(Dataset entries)
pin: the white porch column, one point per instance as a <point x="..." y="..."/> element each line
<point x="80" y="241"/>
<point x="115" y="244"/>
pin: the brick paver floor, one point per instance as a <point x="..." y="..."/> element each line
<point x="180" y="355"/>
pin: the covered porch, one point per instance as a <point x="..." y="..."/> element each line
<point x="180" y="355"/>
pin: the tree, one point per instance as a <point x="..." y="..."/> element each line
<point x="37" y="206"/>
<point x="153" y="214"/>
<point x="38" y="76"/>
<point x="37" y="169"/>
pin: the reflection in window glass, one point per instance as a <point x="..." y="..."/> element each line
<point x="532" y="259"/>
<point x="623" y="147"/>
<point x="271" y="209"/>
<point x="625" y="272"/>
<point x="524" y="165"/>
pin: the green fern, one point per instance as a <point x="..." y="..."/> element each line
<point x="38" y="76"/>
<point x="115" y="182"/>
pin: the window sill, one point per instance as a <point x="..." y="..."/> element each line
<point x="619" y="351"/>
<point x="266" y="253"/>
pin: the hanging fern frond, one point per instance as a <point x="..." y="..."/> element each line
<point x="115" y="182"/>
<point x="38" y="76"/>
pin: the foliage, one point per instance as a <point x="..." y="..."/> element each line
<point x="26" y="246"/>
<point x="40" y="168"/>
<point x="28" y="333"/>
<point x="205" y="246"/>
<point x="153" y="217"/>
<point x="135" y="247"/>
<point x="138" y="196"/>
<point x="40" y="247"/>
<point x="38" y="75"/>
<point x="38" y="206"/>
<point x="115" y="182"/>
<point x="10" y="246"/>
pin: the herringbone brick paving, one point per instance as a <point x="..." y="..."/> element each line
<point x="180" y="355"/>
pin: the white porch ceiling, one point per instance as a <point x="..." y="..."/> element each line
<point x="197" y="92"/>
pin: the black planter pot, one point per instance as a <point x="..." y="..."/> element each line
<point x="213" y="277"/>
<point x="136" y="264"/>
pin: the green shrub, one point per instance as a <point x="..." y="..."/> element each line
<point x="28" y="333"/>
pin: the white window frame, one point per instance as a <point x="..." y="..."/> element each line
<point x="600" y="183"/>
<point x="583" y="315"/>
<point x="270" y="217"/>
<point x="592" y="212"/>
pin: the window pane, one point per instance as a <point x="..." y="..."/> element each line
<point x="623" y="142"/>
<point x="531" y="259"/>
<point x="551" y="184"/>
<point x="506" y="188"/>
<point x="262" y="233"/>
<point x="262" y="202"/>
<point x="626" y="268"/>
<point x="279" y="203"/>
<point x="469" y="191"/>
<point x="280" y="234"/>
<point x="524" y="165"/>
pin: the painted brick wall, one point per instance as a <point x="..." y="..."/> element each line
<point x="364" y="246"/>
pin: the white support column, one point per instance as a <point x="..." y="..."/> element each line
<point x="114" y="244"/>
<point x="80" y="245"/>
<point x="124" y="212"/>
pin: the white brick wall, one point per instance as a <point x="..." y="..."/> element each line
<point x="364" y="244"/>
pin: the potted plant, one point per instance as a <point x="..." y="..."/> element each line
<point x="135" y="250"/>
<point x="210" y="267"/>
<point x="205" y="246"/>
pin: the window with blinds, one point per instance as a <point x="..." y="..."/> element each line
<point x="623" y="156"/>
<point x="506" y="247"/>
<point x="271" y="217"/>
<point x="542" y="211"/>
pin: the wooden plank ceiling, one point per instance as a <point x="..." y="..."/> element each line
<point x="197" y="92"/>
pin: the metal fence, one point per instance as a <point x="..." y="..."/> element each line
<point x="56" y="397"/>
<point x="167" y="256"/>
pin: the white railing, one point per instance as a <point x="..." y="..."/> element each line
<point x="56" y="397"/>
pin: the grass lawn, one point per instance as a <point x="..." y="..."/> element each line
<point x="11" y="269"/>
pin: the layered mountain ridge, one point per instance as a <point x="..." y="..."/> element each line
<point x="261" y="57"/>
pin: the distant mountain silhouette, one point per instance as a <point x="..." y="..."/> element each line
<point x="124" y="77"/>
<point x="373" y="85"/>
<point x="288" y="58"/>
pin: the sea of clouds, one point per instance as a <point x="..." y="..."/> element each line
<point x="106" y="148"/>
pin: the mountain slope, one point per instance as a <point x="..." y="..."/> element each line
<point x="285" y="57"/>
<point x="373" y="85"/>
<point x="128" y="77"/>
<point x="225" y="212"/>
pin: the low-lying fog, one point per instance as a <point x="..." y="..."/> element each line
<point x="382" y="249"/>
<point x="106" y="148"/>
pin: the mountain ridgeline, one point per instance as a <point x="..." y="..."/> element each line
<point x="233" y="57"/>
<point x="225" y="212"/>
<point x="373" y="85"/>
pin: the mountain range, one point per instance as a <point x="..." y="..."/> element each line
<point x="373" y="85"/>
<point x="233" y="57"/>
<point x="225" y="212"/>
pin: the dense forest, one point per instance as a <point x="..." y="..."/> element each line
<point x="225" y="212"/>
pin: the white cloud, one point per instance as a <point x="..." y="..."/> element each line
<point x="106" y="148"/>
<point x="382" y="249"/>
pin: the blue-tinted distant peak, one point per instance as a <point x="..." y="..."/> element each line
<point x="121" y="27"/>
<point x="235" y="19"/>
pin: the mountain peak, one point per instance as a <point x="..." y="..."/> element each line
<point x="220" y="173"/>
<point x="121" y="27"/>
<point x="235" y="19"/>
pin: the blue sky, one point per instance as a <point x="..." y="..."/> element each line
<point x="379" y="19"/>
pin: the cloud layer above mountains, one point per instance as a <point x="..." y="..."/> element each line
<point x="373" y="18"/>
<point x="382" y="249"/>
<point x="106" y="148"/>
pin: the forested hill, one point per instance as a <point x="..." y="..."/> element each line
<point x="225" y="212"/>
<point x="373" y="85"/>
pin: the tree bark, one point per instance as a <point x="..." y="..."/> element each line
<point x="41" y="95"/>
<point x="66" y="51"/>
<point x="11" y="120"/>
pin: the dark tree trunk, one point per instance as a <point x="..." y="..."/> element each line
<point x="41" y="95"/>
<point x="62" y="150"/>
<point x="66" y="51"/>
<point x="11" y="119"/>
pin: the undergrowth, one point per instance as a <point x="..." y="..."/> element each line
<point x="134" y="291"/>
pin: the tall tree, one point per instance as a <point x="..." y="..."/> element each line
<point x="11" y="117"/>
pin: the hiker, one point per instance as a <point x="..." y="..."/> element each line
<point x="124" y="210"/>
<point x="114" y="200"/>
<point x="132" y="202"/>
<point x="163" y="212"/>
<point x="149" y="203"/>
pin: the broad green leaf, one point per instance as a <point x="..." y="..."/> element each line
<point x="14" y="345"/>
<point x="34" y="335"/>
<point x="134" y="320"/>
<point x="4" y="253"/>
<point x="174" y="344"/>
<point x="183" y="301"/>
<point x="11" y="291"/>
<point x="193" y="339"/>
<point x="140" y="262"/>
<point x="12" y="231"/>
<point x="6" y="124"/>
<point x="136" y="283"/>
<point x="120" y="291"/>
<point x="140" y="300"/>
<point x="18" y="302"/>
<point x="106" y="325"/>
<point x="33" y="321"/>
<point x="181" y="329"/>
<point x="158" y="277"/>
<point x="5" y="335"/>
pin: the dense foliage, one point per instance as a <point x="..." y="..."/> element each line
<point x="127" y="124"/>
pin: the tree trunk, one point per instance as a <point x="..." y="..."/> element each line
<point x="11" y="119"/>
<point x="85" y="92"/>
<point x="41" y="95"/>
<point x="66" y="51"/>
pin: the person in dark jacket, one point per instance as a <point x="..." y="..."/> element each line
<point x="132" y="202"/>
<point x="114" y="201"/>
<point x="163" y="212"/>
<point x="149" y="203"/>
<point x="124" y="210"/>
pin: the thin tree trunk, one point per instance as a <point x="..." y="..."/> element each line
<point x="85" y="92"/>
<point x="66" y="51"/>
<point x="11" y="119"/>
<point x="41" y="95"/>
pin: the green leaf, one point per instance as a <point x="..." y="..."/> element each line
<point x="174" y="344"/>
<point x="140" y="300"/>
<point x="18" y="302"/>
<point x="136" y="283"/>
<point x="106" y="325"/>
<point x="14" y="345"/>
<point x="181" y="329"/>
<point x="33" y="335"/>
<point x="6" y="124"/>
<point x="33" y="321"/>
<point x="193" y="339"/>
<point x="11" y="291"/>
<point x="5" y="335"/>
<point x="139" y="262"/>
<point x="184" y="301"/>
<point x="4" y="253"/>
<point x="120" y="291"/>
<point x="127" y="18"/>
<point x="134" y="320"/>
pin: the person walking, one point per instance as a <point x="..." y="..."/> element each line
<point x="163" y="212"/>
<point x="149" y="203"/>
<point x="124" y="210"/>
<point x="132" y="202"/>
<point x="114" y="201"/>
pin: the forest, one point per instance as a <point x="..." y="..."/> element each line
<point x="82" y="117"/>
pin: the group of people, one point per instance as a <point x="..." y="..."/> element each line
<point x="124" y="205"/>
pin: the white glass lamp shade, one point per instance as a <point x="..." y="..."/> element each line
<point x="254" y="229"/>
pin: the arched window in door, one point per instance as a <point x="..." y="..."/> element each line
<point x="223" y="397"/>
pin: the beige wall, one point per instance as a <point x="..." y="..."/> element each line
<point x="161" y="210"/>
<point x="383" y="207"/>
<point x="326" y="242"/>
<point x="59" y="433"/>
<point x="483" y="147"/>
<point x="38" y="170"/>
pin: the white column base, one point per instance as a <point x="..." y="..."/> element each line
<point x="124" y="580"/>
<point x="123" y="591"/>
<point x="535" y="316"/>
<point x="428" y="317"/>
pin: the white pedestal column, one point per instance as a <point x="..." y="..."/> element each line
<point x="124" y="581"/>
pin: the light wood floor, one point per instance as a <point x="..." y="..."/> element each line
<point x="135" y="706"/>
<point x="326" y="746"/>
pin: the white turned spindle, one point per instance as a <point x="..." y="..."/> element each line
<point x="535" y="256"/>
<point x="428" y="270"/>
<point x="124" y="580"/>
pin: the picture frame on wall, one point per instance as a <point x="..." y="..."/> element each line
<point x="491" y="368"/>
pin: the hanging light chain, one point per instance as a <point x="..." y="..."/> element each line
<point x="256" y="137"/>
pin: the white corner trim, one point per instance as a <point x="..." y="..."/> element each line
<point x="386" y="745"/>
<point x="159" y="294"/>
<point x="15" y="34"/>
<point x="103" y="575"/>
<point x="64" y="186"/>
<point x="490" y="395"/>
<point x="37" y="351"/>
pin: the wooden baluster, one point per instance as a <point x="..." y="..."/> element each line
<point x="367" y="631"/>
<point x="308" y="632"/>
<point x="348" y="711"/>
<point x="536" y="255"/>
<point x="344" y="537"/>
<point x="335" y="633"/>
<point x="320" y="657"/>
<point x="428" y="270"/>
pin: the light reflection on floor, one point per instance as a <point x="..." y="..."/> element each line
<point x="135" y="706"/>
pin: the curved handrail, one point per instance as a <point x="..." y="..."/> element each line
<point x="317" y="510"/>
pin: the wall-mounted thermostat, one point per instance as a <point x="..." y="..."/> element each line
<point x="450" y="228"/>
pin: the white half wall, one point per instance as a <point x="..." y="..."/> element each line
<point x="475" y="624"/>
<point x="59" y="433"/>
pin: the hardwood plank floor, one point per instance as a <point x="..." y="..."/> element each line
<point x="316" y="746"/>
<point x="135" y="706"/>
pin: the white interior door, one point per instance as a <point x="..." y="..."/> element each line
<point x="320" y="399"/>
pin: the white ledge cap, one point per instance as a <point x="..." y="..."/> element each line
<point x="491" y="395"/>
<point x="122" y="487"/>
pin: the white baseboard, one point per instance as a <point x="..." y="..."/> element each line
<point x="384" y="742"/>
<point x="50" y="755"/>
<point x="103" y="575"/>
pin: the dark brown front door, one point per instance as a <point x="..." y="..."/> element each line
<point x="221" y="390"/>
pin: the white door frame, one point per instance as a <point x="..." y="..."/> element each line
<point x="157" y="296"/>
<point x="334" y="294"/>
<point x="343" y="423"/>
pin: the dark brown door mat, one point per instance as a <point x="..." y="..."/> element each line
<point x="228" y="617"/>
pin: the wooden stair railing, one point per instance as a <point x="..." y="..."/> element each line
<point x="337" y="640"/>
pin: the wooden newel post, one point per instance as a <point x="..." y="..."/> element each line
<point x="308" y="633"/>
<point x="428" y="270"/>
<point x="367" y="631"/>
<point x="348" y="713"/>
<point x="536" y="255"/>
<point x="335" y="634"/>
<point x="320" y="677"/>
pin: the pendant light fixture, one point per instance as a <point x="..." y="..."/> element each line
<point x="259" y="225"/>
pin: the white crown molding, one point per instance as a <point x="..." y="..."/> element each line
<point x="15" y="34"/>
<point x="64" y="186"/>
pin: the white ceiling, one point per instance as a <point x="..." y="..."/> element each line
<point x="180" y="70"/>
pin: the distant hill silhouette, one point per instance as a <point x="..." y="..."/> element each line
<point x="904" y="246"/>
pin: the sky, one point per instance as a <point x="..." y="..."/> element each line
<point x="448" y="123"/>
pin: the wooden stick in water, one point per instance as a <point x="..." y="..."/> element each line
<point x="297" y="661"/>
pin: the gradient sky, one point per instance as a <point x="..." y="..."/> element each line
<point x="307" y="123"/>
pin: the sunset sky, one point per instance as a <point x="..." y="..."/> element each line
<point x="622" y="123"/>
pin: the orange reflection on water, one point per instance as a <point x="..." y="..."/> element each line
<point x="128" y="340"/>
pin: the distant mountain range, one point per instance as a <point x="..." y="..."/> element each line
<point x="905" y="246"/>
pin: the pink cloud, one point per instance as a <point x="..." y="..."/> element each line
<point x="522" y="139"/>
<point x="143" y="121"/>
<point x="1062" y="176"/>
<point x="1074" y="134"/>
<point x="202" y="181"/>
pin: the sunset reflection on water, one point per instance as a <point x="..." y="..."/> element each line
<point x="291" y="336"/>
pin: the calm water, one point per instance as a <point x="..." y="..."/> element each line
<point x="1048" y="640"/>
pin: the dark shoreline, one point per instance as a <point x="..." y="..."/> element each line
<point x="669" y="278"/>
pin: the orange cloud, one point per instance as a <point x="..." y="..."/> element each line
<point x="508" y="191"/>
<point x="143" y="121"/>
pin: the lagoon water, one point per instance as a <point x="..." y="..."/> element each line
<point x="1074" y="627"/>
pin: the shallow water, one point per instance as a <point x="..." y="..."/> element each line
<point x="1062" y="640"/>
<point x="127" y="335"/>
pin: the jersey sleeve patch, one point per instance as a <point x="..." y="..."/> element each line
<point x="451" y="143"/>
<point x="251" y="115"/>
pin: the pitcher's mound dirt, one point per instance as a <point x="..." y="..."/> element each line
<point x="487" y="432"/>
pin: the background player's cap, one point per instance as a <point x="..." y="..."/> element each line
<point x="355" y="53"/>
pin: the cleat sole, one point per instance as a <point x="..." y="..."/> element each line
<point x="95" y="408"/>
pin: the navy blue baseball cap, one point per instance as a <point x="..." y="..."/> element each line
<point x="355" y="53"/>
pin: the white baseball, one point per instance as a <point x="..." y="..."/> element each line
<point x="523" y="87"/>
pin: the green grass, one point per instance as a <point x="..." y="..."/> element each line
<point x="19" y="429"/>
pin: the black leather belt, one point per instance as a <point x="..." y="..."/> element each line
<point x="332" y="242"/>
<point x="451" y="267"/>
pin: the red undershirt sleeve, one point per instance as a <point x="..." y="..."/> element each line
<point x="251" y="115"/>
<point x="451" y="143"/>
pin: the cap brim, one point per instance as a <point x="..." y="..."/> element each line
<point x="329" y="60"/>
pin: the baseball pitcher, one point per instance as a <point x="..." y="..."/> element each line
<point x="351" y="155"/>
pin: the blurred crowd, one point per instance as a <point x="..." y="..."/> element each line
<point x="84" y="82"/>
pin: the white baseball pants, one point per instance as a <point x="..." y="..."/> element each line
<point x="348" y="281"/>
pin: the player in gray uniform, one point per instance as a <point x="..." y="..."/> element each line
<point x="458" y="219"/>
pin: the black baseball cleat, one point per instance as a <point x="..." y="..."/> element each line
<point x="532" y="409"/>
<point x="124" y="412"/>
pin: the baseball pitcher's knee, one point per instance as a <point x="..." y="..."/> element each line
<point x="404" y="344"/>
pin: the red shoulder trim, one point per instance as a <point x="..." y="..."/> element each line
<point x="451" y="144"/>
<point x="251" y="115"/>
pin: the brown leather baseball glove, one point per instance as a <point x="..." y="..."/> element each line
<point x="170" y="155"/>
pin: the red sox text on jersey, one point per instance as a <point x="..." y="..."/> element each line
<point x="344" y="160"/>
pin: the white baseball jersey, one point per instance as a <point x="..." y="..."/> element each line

◆ Instructions to follow ◆
Starting at the line with "pin: the red sox", restate each line through the end of the records, both ends included, and stop there.

◆ Expected output ◆
pin: the red sox text on jersey, one point per instance as a <point x="..." y="..."/> element each line
<point x="344" y="160"/>
pin: the white baseball jersey, one point per instance as a <point x="..." y="..."/> element each line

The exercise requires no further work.